## ВЫБРАННЫЙ ОТРЫВОК

Первейшую из задач они уже решили: государыню никто не сможет арестовать, пока она в бегах. Однако пристало ли государыне петлять, как заяц? Нет, это не побег от врагов – это бег к заветной цели. Так считают Орловы, которые сегодня, по сути, похитили Екатерину Алексеевну. Похитили, как они полагают, не просто у мужа, но – для Отечества.
Век XVIII. Утро 28 июня 1762 года. Алексей Орлов отнимает лошадь у крестьянина
Интересно, что по церковному календарю 28 июня – день перенесения мощей святых бессребреников Кира и Иоанна, прославившихся успешным врачеванием христиан. Подходящий день для излечения России… Следующий эпизод мы находим только в книге «Русские избранники и случайные люди в XVIII веке» (случайные – в смысле «попавшие в случай») фон Гельбига, секретаря саксонского посольства при дворе Екатерины II. Дипломат способен был узнать об этом разве что с чьих-то слов:
«Лошади Орлова были слабы. Когда они на дороге встретили крестьянина с возом сена, у которого была добрая лошадка, Алексей предложил ему обменять её на одну из своих. Крестьянин отказался. Орлов вступил в драку с ним, осилил его, выпряг его хорошую лошадь и оставил ему свою дрянную. Когда путники приблизились к столице, они встретили саксонца Неймана, которого посещали многие молодые люди и в том числе Орловы.

## ИЗВЛЕЧЁННЫЕ ДАННЫЕ
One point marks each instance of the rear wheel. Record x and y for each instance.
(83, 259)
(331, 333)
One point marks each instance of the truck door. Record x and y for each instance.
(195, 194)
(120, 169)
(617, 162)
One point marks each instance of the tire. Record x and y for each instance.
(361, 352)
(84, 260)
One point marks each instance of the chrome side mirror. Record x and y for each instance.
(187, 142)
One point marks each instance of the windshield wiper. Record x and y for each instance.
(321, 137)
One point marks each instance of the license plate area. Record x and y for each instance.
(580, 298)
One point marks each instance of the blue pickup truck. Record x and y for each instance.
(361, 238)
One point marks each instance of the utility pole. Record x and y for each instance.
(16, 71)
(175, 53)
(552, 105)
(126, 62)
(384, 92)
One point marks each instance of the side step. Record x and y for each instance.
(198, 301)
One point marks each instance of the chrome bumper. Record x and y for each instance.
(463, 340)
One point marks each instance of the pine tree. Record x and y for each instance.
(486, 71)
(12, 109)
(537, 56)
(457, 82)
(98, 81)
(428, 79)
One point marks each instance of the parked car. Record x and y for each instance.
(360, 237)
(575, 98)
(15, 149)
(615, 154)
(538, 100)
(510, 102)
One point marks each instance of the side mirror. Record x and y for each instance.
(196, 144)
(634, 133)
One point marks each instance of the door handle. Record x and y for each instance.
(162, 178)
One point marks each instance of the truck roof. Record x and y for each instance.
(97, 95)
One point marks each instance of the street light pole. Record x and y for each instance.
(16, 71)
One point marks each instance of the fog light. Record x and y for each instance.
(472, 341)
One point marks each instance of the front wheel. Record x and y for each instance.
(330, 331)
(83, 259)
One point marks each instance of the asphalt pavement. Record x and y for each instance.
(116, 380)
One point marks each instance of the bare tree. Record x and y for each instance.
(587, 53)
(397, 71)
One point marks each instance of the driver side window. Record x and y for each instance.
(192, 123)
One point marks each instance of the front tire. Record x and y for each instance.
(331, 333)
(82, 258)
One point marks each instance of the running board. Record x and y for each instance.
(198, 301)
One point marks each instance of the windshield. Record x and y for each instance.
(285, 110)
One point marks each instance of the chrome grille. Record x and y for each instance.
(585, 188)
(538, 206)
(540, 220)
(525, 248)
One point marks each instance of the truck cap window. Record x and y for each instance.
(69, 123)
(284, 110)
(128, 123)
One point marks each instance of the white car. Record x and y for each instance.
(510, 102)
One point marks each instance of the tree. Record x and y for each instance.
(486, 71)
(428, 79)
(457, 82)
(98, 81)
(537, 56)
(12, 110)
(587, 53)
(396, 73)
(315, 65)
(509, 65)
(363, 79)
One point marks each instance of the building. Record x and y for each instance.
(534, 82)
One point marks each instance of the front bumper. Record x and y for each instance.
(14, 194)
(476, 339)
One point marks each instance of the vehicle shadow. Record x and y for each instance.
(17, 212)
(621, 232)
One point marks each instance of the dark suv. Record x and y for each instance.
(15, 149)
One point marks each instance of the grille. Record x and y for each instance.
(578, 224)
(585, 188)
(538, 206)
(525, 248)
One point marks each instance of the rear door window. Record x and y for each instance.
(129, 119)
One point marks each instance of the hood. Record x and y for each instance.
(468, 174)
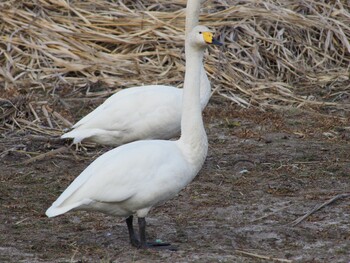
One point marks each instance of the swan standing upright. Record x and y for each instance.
(134, 177)
(140, 113)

## ЧТО СДЕЛАТЬ
**A)** Чей день, согласно отрывку об Орловых и Екатерине, приходится на 28 июня по церковному календарю?
**B)** Выпишите из отрывка об Орловых и Екатерине фрагмент, начиная со слов «Первейшую из задач» и продолжая до слов «но – для Отечества.» включительно.
Список взят из другого источника.

## ОТВЕТЫ ПО ПОРЯДКУ
**A)** День перенесения мощей святых бессребреников Кира и Иоанна.

**B)**
Первейшую из задач они уже решили: государыню никто не сможет арестовать, пока она в бегах. Однако пристало ли государыне петлять, как заяц? Нет, это не побег от врагов – это бег к заветной цели. Так считают Орловы, которые сегодня, по сути, похитили Екатерину Алексеевну. Похитили, как они полагают, не просто у мужа, но – для Отечества.